**** EXTRACTED MATERIAL

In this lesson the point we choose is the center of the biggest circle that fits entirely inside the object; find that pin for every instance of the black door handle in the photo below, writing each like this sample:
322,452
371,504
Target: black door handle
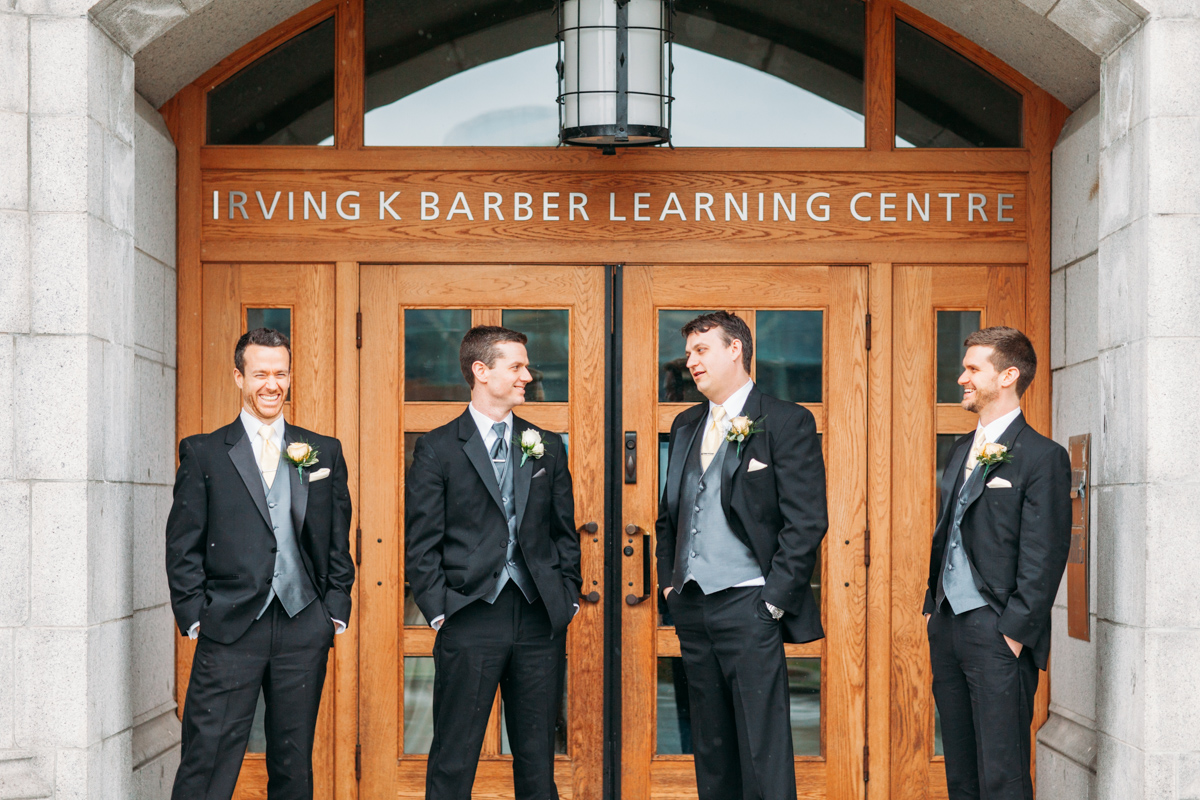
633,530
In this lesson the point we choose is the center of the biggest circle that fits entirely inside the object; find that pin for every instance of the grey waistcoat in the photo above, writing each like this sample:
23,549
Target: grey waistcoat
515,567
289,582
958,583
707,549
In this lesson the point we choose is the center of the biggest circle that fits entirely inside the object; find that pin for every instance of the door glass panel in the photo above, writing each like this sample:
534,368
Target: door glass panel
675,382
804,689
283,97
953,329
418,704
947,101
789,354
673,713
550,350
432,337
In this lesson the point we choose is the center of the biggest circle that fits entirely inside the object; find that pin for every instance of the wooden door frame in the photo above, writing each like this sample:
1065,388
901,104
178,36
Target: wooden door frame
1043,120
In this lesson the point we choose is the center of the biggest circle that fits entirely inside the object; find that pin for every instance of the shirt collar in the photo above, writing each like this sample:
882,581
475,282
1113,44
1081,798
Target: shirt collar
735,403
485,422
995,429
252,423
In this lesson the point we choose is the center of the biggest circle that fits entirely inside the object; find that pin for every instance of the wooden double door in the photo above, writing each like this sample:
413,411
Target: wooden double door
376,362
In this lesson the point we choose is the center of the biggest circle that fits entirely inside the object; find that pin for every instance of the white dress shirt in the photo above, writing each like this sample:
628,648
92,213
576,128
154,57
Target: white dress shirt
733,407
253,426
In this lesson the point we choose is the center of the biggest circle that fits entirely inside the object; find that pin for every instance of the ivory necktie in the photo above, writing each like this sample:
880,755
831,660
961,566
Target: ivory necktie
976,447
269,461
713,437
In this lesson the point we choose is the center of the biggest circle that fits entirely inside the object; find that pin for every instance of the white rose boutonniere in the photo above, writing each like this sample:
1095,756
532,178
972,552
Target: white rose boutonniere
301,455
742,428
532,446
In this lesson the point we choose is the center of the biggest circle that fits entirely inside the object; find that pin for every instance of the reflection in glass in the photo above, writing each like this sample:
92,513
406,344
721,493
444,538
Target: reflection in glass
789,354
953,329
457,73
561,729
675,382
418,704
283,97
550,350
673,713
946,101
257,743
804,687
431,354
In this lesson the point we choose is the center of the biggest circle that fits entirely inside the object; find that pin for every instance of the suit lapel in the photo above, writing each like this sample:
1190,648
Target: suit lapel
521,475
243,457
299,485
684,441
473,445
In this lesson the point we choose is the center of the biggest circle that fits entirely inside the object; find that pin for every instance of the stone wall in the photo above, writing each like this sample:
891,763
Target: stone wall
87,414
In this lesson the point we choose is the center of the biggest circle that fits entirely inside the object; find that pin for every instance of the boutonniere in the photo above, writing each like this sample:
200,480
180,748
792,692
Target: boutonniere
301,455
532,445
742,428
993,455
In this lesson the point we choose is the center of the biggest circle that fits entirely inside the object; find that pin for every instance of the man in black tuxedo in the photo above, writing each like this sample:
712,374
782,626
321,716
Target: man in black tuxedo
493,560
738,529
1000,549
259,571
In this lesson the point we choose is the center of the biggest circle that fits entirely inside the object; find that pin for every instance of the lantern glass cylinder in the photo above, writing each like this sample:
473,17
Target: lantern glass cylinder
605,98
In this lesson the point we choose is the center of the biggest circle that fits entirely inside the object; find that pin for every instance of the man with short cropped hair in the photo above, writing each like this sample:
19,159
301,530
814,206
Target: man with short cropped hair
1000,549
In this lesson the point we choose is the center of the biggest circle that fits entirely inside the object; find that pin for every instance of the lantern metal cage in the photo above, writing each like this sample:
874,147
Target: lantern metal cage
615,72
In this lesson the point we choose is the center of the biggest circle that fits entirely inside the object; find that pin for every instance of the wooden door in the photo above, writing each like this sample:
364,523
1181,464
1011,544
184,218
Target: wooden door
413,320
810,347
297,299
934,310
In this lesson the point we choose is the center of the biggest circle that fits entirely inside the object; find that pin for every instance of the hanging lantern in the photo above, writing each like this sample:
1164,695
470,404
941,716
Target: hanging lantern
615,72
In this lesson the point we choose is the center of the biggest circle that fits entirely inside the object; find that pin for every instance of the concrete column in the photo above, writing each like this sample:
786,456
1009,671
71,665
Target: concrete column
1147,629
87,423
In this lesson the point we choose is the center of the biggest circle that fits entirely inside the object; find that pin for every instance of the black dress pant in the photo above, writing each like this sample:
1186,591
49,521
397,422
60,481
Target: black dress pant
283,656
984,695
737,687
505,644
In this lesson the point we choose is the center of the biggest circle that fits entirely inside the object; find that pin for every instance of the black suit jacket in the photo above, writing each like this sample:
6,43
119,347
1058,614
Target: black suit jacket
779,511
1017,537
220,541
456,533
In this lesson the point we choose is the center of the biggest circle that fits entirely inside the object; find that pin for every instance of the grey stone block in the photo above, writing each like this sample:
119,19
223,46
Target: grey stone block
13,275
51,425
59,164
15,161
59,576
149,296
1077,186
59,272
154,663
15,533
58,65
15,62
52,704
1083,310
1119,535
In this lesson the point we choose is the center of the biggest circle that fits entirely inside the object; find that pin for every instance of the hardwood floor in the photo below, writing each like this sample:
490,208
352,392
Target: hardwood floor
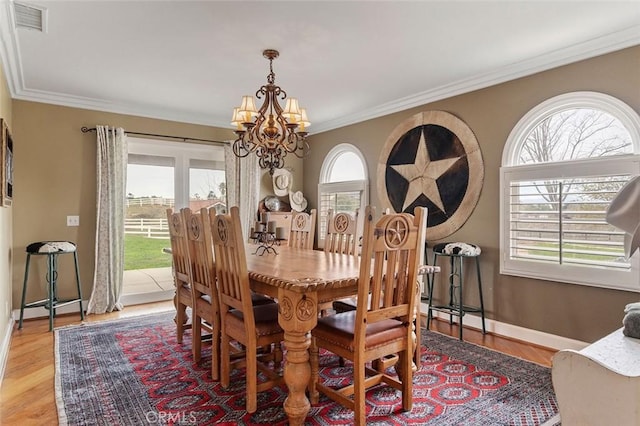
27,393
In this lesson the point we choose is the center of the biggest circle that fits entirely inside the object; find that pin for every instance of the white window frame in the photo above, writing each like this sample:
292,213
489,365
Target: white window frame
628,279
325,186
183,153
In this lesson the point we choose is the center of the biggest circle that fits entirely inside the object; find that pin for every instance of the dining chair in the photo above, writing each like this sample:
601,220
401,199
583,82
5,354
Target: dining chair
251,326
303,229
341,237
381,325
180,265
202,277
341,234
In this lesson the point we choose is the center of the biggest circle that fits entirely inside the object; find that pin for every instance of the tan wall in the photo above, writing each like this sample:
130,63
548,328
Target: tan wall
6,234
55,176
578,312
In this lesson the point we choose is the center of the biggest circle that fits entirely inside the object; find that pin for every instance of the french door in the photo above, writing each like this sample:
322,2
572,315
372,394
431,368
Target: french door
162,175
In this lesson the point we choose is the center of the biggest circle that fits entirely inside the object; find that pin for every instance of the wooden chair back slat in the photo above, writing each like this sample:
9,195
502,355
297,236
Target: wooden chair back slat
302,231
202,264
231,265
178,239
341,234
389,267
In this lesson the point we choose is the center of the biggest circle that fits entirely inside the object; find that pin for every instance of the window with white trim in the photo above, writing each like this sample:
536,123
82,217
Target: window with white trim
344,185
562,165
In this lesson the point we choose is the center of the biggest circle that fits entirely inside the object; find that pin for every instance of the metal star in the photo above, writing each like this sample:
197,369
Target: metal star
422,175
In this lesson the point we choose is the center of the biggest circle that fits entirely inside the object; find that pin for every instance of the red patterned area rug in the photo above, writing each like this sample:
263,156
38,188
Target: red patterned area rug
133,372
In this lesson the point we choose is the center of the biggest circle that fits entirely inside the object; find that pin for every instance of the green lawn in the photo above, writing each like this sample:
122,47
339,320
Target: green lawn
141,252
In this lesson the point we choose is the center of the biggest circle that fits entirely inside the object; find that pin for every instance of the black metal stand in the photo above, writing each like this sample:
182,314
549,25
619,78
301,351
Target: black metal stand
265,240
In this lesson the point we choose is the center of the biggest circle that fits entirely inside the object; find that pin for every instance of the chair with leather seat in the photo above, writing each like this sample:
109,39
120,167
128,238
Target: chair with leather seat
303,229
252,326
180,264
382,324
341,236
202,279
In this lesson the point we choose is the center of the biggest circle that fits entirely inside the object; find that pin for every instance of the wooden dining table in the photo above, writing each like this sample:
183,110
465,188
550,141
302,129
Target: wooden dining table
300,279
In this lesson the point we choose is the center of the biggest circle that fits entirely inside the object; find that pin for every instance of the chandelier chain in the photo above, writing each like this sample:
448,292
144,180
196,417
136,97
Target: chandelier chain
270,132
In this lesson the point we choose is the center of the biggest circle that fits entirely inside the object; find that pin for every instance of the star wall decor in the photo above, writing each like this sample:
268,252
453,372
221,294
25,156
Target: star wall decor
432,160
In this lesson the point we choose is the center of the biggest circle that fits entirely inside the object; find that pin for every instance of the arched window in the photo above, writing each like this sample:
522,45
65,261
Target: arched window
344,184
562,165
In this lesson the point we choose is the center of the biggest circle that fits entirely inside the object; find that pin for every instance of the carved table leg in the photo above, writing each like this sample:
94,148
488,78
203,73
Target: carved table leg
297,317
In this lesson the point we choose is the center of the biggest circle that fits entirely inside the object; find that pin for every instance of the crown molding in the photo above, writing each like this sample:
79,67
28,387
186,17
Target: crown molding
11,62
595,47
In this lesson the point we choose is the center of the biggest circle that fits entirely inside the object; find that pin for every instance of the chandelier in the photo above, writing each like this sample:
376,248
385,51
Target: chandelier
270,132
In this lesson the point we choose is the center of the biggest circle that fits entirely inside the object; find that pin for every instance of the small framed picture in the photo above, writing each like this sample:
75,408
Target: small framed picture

********
**** EXTRACTED MATERIAL

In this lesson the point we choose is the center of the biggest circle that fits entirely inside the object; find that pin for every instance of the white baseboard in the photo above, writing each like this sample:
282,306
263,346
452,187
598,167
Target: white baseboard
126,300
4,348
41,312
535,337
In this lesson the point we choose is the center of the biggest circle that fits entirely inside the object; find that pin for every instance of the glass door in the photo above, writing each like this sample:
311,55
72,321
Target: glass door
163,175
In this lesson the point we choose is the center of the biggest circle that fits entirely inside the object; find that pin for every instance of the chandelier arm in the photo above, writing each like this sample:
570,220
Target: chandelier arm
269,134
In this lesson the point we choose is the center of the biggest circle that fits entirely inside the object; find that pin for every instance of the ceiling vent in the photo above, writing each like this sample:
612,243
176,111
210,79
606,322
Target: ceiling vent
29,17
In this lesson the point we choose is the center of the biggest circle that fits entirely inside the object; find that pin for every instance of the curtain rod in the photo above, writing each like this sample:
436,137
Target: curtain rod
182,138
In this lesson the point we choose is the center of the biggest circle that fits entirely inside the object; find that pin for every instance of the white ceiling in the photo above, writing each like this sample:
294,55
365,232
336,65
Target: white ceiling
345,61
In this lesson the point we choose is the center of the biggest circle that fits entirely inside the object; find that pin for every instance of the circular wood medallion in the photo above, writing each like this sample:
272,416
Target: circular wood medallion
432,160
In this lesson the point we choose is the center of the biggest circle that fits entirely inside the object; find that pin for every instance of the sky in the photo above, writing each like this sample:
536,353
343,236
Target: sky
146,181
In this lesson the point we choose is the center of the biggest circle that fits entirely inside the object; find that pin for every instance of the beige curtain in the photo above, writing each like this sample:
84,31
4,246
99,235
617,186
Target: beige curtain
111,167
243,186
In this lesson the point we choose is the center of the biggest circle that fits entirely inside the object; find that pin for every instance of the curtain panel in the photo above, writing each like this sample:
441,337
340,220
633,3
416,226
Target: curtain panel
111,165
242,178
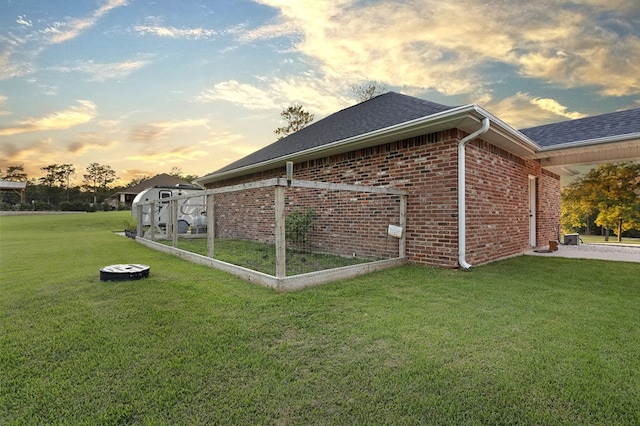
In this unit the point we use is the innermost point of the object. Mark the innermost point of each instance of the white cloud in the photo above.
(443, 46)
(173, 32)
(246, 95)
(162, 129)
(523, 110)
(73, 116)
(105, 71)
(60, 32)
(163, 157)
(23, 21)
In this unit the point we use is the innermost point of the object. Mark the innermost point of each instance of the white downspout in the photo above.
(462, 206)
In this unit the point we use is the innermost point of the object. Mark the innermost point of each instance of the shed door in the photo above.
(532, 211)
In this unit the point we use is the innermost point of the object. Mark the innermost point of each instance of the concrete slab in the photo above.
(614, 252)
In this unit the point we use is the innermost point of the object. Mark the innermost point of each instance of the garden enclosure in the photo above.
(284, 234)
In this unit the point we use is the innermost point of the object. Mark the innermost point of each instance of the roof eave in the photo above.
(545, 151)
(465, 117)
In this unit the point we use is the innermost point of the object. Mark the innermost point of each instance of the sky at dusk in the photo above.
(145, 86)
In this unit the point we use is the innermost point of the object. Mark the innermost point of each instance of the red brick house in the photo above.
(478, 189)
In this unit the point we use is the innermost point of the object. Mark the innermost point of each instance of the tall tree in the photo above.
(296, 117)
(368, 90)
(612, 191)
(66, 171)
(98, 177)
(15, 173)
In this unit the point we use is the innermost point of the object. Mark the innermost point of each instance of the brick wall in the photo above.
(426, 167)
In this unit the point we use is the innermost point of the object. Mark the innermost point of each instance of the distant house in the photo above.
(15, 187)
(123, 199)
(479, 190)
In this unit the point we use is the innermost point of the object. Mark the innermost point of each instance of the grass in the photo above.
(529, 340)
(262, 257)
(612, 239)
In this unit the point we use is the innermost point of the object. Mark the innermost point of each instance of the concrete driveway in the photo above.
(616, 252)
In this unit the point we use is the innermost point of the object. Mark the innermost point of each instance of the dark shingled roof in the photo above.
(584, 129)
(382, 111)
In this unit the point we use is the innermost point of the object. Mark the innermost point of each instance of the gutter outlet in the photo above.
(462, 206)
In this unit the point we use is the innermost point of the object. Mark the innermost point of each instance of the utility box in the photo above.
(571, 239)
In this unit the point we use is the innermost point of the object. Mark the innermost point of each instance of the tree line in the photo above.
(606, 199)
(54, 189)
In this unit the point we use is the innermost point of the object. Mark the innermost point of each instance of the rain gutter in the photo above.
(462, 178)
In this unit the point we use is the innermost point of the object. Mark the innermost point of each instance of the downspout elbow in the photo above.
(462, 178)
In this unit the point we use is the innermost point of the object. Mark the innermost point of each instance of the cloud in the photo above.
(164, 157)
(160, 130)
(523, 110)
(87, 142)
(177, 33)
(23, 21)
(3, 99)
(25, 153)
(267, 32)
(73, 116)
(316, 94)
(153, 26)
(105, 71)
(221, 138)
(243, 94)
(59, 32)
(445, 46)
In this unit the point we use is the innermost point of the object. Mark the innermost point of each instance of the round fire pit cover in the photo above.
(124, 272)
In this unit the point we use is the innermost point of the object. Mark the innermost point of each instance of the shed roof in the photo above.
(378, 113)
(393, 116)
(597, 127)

********
**** EXTRACTED MATERIAL

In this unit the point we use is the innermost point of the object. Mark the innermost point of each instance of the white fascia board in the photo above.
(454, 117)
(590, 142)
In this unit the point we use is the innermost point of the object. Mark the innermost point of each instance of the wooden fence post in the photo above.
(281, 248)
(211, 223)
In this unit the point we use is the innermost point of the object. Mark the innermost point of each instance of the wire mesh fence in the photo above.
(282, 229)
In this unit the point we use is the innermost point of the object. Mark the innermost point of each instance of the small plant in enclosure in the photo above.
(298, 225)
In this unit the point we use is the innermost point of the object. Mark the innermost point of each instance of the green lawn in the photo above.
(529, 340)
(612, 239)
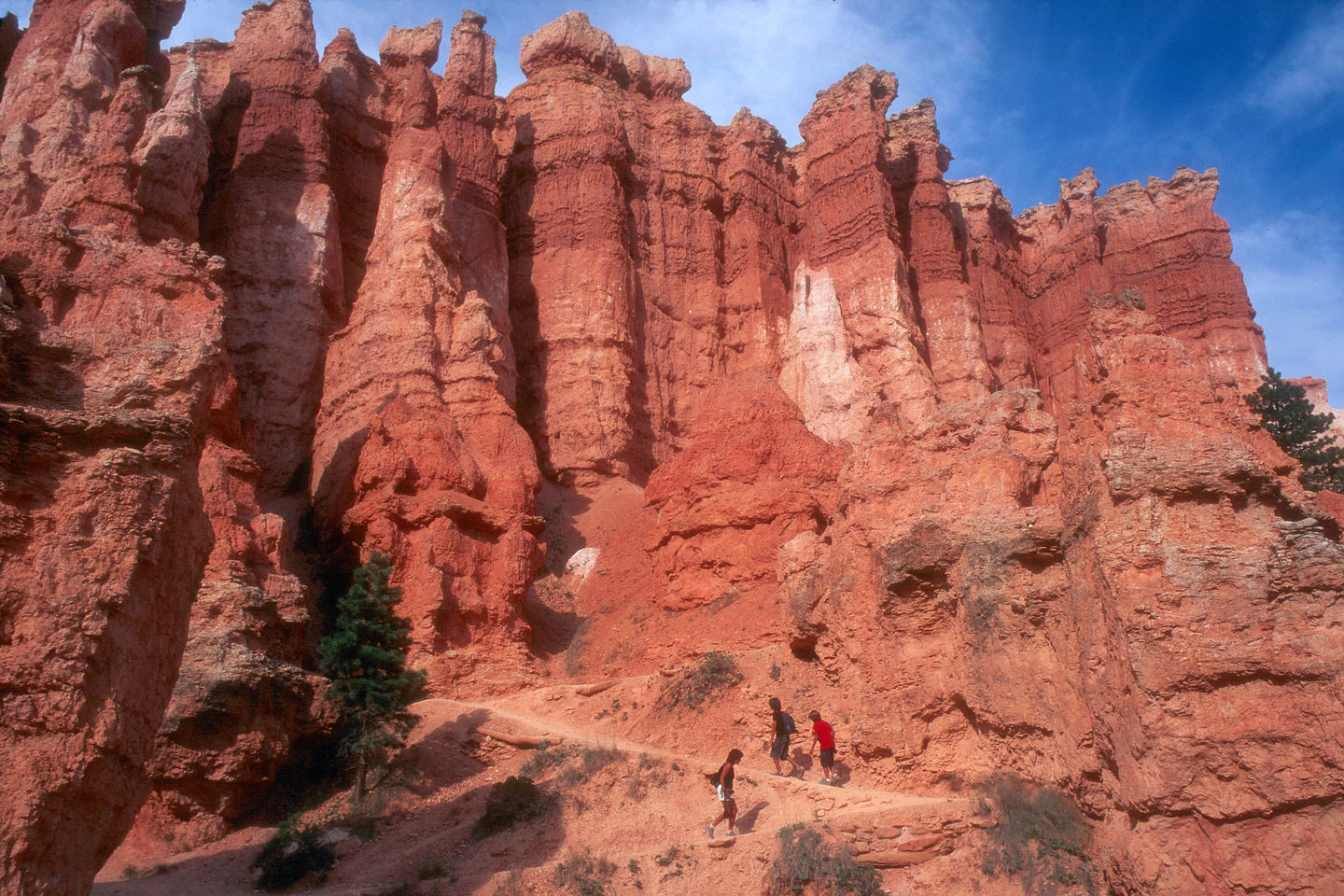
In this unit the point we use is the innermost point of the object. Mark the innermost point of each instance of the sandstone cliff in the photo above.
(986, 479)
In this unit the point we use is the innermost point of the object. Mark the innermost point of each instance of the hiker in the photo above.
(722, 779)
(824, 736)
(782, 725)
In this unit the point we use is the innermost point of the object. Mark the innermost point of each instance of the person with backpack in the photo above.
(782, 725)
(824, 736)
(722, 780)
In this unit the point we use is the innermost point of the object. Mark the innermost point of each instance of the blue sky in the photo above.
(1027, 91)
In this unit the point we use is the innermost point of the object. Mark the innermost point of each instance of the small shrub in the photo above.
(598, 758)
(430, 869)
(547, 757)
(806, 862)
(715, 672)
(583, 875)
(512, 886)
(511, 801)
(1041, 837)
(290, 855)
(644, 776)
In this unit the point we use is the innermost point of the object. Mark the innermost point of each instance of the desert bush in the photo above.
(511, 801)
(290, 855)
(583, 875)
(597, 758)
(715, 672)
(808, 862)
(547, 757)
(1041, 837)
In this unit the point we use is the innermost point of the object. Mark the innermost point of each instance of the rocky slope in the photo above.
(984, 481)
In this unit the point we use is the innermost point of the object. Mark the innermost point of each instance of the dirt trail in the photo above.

********

## INSTRUCTIONS FOR THE TASK
Work out how many lines in the data hold the word "framed"; reply with the number alone.

## SOLUTION TO THE EXERCISE
2